> [WHAT YOU SHOULD DO]
Check every line below for the string "riverbank", and copy the lines that contain it.

> [Items from a data source]
******************************

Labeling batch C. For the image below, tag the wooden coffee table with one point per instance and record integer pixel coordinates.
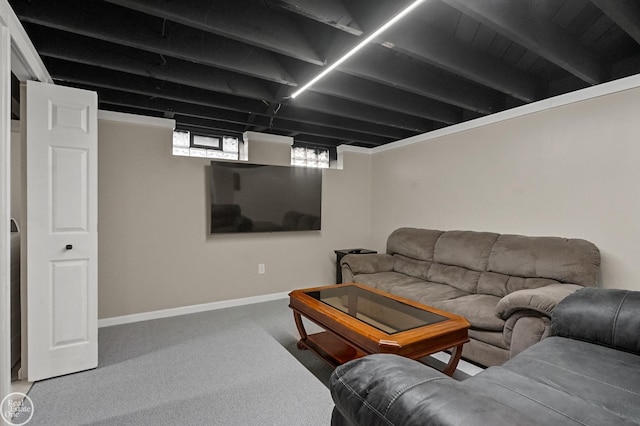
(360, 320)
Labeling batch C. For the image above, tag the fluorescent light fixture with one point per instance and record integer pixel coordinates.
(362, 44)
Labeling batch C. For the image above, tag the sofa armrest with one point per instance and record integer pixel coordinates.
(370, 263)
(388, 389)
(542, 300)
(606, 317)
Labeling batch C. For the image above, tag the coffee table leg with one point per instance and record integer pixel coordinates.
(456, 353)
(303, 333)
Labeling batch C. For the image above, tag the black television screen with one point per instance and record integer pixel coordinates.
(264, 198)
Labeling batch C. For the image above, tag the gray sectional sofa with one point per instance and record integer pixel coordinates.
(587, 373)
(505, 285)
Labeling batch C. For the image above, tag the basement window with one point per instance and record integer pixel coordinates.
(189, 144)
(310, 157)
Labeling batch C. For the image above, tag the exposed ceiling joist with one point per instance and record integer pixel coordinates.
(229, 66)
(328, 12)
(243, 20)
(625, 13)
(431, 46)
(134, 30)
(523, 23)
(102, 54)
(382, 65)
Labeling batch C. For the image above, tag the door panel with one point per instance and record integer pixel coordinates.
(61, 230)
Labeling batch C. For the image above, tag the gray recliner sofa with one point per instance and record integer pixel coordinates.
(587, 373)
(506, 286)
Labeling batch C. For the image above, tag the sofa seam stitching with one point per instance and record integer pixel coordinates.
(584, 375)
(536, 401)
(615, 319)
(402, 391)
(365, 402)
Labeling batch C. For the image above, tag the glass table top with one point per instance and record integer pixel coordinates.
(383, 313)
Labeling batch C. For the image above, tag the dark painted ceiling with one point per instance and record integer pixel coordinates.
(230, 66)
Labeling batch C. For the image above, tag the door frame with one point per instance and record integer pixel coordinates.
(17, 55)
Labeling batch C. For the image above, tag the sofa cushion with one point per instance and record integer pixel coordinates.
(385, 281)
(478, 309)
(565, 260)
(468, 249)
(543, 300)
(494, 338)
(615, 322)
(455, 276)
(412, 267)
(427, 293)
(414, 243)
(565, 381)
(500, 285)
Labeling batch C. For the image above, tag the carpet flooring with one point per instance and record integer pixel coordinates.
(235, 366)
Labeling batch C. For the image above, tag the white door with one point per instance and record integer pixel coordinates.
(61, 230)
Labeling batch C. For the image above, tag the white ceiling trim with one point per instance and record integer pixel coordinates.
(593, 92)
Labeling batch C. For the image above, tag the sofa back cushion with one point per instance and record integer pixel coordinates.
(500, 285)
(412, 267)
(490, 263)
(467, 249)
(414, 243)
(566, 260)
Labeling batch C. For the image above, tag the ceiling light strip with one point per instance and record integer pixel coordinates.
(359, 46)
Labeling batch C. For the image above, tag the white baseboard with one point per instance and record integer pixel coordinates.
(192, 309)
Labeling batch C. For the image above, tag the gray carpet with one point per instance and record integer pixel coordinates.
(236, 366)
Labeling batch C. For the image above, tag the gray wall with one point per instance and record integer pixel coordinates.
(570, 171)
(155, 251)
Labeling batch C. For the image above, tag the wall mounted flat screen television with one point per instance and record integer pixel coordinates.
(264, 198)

******************************

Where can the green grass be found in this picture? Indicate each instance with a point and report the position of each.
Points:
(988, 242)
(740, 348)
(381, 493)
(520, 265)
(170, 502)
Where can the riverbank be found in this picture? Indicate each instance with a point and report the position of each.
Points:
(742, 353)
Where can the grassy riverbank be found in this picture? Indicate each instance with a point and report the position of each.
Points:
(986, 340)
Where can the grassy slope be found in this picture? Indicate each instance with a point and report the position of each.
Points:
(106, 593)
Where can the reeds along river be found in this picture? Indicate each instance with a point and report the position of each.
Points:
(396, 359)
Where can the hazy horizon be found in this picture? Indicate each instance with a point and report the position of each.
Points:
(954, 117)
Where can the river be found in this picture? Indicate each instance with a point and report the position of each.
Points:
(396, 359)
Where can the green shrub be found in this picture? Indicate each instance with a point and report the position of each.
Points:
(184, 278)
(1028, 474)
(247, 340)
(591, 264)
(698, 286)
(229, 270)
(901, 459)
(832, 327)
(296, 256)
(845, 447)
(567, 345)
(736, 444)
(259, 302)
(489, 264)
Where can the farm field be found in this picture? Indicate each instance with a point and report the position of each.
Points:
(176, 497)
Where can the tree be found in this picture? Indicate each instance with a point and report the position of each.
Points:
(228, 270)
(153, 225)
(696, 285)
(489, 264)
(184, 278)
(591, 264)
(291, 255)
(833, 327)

******************************

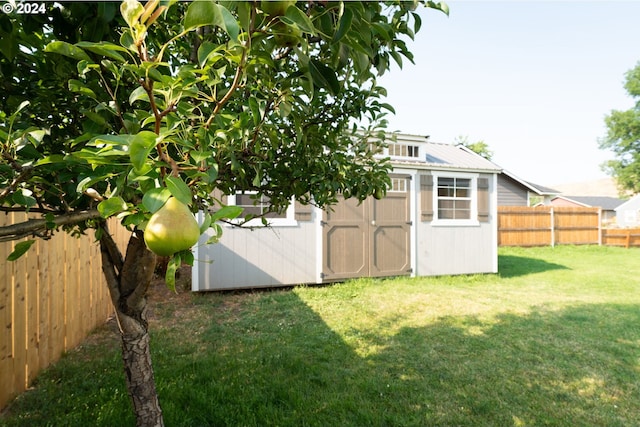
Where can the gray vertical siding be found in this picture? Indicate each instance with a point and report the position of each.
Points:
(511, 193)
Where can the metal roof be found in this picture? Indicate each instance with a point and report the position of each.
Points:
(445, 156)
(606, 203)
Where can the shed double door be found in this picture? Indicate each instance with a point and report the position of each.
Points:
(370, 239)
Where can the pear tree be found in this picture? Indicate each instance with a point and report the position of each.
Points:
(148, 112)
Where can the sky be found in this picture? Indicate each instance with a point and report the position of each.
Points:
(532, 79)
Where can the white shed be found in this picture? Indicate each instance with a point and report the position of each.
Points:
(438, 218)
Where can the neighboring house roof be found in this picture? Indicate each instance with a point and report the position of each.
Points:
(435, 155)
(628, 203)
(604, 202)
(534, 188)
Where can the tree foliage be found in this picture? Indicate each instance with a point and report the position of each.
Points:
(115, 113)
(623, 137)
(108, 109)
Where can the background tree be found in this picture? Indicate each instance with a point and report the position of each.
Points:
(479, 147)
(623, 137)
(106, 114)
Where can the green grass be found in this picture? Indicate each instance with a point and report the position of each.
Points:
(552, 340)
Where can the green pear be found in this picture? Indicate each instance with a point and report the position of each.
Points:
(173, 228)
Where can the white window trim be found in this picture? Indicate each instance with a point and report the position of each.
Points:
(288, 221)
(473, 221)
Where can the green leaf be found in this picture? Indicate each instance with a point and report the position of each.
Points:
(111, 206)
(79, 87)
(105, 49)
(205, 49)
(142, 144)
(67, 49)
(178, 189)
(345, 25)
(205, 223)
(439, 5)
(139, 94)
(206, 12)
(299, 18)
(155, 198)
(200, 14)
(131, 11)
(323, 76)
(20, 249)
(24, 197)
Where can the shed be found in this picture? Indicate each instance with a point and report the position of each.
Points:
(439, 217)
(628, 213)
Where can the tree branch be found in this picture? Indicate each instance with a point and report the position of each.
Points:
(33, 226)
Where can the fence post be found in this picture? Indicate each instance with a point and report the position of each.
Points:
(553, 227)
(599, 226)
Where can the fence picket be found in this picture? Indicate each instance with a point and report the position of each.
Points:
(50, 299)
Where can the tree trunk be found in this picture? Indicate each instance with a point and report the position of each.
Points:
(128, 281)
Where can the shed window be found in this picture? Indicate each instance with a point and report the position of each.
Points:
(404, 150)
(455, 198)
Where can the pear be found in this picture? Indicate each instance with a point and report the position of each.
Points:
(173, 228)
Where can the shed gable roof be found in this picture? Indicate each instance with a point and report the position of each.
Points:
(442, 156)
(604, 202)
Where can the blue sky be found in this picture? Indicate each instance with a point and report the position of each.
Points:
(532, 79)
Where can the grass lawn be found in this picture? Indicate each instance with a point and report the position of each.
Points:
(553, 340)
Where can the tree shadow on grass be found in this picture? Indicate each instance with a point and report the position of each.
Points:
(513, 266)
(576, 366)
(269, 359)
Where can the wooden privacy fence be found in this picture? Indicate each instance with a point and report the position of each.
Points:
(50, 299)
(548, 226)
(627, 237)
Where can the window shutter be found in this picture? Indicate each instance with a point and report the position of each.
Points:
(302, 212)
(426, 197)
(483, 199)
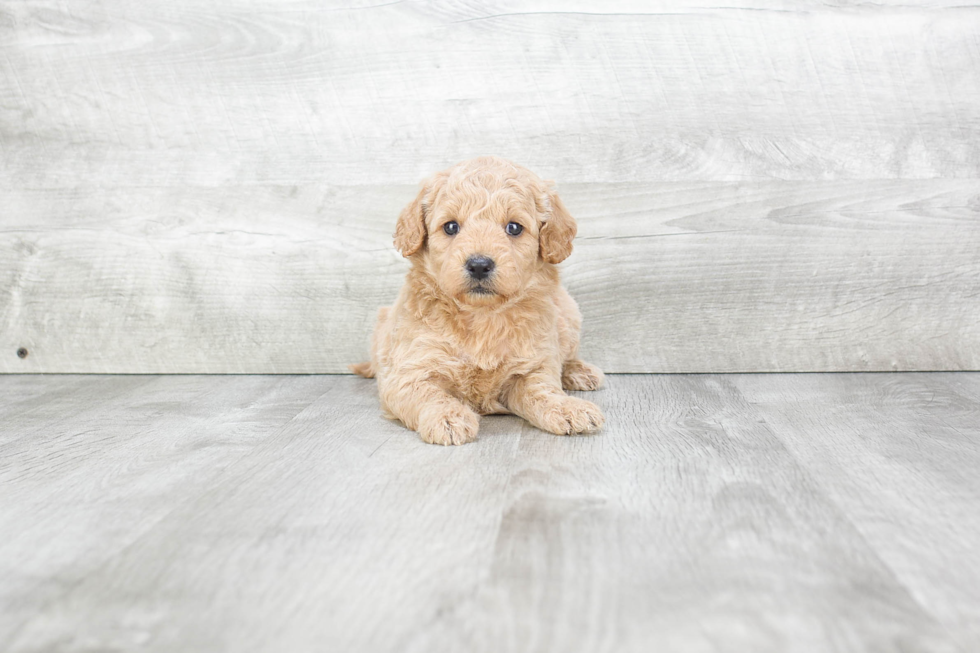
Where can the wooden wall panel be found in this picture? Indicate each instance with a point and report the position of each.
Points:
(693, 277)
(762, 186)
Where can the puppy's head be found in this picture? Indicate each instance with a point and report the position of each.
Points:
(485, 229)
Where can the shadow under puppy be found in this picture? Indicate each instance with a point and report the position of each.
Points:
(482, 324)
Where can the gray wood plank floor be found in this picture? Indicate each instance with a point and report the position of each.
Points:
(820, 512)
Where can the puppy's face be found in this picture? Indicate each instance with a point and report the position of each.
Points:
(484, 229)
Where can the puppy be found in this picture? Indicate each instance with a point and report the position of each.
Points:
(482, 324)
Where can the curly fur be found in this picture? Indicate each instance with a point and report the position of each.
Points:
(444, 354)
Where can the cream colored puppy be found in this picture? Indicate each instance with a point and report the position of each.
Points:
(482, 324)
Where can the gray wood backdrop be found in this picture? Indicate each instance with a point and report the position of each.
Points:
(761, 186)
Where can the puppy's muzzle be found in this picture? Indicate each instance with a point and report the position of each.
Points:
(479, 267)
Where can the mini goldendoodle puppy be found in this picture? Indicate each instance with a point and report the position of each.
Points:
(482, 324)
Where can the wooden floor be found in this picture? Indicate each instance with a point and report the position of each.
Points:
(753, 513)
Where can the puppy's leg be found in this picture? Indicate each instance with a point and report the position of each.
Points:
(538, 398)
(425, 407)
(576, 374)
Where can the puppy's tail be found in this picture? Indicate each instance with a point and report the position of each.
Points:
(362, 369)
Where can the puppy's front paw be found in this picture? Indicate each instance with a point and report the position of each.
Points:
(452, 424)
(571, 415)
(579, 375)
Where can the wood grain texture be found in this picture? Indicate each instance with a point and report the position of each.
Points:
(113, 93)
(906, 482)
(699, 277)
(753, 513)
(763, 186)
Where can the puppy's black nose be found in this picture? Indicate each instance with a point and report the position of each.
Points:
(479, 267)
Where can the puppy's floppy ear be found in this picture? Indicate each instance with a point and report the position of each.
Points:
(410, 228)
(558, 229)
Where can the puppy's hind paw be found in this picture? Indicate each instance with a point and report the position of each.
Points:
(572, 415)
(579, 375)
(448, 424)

******************************

> [ANSWER AREA]
Where can the riverbank be found in this picture? Indicate each instance with a point and report the position of each.
Where can the grassy riverbank be found in this picture? Indicate each instance with a point and report the position of each.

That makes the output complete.